## [Point placement records]
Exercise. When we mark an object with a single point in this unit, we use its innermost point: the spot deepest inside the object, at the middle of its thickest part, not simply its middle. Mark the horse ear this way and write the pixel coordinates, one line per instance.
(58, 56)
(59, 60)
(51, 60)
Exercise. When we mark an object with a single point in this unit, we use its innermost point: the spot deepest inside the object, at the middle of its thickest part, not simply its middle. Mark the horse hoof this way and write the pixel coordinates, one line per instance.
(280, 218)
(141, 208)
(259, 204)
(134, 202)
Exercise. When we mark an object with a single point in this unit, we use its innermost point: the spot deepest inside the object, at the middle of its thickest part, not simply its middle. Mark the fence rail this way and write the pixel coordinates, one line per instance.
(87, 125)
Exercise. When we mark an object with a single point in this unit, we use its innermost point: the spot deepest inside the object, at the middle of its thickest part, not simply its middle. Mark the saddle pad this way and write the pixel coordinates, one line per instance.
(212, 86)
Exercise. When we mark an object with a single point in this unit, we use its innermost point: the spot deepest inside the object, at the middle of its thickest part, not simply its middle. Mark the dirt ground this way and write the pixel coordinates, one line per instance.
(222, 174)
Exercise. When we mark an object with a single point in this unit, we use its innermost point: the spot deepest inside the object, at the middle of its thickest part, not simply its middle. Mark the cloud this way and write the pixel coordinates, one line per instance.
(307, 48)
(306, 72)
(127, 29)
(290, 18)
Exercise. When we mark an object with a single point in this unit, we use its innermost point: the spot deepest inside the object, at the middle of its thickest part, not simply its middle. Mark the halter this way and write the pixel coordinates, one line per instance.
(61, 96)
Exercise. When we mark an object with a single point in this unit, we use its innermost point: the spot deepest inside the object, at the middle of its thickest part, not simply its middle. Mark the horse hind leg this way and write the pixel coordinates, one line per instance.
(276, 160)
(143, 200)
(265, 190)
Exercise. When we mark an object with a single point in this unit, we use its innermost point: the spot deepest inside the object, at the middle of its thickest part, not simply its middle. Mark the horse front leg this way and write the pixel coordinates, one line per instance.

## [Exercise brief]
Restate every entry word for word.

## [Right answer]
Exercise. When we mark an object with a single point in this unit, we use its innermost point: the spot deepest inside the object, at the middle of its thickest part, not simply its middle. Mark the horse ear this way and write the pixel coordinates, one line per instance.
(58, 56)
(59, 60)
(51, 60)
Exercise. When we mark an object with a single point in this unit, we use its innermost point: the spot deepest inside the object, at the middle of its thickest part, not simply its middle. Mark the horse hoof this way and write the pixel coordinates, one line per instance.
(280, 218)
(141, 208)
(259, 204)
(134, 202)
Exercise. When we mark an object with a single point in this unit, we use its innermost point: the spot deepest inside the object, at the middle of its thickest part, not simply its middle. Mark the fence rail this way and write the pixel coordinates, one line per instance.
(87, 125)
Exercise. When we mark an object with a single point in this unit, we use its innermost point: the spot deepest inside the object, at the middle of its thickest part, not simply its middle. Mark the saddle pad this way and write the pixel coordinates, one line per instance.
(212, 86)
Exercise. When we mark an object with a single point in this unit, we use its innermost point: the spot deepest inside the object, at the middle of its thickest part, not simply its middle. Mark the dirt ground this way and write the pixel coordinates, one line per instance.
(222, 174)
Exercise. When we mark an object with a single point in this unit, we use its innermost point: the spot deepest inside the object, at the middle of its thickest part, not simply its middle. Mark the cloud this way and write the pixel coordinates, one line per instance.
(307, 48)
(306, 72)
(127, 29)
(290, 18)
Exercise. When we mark an object with a single point in this unit, we use its innermost point: the spot deepest inside the object, at the middle of its thickest part, not simply its middle. Mark the halter this way and write the pixel coordinates, one line per instance.
(61, 96)
Exercise. When we mark an object with a single point in this unit, we use its innermost point: the spot deepest inside the object, at the middle of its thickest part, not simply its middle. Mark the horse hind leg this way and write the pixel coordinates, one line per instance.
(276, 160)
(143, 200)
(265, 190)
Exercise. When we mark an object with a single point in this unit, we use its innermost point: the spot deepest inside the object, at the middle of its thickest part, not simply its middle. Mark the horse front leg this way and write the pixel coordinates, one line per instance.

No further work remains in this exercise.